# EXERCISE GOAL
Reproduce, without any change, every line from the one containing "I bet you can't find the gray" down through the final line of the rows below, with both of those lines included.

------------------------------

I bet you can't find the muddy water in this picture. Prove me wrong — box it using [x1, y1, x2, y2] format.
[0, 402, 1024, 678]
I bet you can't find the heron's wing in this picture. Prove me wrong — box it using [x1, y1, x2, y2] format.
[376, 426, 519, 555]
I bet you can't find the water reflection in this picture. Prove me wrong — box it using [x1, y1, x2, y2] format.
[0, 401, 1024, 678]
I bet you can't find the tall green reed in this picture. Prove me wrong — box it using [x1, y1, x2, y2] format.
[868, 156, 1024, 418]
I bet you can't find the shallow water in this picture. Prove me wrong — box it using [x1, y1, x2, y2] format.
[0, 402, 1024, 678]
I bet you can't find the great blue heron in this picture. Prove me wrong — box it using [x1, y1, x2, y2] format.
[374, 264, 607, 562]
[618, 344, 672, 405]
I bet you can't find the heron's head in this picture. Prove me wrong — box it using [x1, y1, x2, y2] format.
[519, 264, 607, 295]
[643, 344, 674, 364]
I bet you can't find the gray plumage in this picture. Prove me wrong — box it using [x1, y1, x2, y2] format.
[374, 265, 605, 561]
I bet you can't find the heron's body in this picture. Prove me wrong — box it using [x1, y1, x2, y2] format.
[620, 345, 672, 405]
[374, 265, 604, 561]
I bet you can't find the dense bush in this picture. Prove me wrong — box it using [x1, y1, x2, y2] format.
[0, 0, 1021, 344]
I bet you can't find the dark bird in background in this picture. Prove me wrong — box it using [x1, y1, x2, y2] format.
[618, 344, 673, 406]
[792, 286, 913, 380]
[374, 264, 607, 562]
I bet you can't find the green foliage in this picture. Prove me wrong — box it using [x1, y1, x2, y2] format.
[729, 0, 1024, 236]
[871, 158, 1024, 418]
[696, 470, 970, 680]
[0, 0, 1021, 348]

------------------------------

# THE RESULT
I bet you can't find the gray plumage in this picture. Prove me wrong — box it using [x1, y1, x2, y2] format.
[374, 265, 605, 561]
I bet you can't find the heron's body in this picture. Prove me wrong — box it using [x1, y1, x2, y2] format.
[620, 345, 672, 405]
[374, 265, 604, 561]
I bet you can't find the dense bush in this picture. Prove me wrong — box it using [x1, y1, x2, y2] format.
[0, 0, 1021, 344]
I bet you can't find the dark bird in background in this picture. Prove me wrong — box it using [x1, y1, x2, y2] format.
[618, 344, 673, 406]
[792, 286, 913, 380]
[374, 264, 607, 562]
I bet you can't find the green foliage in this picture. Prove me wrong — box it using [x1, y1, x2, y2] format.
[729, 0, 1024, 236]
[871, 158, 1024, 418]
[696, 470, 970, 680]
[0, 0, 1021, 348]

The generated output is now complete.